• **What you will do**
Look through the material below, count the lines containing the word "table", and state only the count.

• **Recorded data**
((
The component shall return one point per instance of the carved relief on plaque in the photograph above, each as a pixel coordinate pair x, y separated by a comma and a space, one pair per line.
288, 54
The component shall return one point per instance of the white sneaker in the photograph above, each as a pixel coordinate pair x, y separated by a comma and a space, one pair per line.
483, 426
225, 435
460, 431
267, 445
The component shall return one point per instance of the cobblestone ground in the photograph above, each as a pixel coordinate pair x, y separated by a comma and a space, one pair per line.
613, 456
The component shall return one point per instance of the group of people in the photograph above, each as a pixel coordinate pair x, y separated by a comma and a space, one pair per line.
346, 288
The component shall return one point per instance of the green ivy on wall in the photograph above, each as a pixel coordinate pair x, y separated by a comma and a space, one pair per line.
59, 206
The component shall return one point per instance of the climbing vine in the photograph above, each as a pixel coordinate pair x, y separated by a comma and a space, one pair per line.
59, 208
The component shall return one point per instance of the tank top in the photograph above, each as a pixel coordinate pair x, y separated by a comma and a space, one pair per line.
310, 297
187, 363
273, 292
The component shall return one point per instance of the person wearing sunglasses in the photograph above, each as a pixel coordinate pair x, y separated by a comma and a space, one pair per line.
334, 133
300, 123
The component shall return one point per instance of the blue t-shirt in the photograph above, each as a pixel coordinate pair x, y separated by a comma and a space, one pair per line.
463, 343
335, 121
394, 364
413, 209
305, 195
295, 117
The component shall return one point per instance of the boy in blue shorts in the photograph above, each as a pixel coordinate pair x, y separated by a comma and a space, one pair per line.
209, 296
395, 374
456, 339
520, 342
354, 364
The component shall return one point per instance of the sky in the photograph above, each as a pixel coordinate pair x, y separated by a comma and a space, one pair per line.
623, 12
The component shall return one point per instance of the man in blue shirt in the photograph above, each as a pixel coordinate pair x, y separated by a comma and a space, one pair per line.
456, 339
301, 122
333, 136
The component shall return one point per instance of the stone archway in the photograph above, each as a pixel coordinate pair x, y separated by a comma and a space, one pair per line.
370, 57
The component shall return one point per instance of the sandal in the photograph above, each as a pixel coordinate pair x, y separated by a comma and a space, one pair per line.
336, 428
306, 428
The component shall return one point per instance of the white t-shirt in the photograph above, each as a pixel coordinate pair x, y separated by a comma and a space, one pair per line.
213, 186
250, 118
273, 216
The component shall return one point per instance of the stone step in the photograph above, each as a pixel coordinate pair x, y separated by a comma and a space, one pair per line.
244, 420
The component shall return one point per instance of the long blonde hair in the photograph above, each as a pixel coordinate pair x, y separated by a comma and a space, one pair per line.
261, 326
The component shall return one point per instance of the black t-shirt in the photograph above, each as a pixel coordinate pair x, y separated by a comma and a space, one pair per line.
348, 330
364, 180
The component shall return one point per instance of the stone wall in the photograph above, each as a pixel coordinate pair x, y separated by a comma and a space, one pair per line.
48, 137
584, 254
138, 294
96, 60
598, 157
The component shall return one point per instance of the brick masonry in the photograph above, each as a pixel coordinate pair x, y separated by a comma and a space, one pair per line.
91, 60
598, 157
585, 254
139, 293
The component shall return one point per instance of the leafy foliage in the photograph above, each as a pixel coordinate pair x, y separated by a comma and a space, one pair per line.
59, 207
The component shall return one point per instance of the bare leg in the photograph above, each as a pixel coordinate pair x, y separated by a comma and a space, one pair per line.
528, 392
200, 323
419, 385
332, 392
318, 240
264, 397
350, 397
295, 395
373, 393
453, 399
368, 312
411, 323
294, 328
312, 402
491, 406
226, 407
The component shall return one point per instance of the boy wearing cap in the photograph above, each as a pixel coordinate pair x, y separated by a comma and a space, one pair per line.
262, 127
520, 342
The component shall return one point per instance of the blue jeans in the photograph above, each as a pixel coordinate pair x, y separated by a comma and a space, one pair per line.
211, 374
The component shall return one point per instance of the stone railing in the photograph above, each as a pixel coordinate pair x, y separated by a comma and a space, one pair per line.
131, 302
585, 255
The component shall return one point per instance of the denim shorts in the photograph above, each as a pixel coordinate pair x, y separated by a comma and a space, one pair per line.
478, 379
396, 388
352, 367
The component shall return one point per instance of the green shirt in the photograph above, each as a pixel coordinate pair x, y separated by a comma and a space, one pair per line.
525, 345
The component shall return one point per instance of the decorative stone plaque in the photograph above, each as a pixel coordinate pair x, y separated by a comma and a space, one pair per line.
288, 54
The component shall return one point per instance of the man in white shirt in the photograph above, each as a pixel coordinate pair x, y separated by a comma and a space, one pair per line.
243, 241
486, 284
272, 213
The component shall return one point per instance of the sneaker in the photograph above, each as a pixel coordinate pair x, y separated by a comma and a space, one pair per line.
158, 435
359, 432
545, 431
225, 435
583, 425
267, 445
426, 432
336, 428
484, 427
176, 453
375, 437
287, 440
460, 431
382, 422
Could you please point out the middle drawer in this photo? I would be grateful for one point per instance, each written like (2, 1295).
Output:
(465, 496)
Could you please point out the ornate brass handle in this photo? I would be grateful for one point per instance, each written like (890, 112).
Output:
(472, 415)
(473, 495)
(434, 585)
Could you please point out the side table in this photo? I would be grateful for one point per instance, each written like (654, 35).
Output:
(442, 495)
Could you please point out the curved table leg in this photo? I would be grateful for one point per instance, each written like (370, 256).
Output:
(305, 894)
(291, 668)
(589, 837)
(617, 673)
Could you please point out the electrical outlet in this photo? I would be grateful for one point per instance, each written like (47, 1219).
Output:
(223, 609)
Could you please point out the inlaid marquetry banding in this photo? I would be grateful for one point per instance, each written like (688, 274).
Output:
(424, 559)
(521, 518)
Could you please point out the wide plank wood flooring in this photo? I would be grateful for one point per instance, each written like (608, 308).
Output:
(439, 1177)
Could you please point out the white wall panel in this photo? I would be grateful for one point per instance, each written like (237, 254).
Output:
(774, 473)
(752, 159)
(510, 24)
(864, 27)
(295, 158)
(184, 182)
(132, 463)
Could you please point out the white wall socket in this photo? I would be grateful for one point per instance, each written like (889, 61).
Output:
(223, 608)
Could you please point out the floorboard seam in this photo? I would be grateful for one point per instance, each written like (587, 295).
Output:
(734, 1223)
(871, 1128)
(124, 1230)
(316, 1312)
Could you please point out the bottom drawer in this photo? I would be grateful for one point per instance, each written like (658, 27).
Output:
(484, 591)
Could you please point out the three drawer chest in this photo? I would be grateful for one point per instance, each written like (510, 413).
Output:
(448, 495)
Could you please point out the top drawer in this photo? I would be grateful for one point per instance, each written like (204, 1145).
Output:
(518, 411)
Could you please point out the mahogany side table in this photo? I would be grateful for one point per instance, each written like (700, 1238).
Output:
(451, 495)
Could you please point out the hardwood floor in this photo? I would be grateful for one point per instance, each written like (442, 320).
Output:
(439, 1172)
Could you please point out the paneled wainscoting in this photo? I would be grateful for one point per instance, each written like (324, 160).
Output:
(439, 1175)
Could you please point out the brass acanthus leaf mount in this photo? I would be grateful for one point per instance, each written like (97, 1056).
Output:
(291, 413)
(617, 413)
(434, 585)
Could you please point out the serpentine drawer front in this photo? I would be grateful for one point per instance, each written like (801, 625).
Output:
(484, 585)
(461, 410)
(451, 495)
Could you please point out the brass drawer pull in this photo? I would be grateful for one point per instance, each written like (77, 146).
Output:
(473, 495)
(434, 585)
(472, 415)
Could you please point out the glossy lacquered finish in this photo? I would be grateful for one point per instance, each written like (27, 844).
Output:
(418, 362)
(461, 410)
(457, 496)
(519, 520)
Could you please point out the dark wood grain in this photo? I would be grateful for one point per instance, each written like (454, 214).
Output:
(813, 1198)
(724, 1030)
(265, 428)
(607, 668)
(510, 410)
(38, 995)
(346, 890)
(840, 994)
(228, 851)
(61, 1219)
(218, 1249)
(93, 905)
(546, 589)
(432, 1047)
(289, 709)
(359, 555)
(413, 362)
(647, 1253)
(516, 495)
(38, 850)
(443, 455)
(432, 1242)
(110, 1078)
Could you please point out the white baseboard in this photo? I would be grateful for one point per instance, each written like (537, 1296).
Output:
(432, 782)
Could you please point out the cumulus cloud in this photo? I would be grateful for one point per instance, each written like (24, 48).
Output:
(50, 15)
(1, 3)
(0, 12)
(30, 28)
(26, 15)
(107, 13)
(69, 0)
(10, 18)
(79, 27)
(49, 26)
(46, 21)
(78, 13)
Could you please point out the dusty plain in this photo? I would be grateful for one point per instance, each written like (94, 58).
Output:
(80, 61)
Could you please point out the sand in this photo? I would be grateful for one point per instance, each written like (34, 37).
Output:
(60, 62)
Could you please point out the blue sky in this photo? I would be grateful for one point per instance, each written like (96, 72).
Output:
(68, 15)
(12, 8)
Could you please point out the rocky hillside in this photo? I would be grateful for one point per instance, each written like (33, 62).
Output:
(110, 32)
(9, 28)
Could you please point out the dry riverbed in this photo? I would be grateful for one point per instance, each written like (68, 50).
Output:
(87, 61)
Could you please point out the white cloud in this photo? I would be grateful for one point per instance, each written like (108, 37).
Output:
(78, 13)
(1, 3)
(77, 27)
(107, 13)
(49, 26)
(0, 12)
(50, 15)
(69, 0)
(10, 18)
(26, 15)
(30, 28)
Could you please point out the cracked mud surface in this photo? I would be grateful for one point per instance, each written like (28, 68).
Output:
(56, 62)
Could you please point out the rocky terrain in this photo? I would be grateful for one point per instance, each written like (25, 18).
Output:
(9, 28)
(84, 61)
))
• **Written response**
3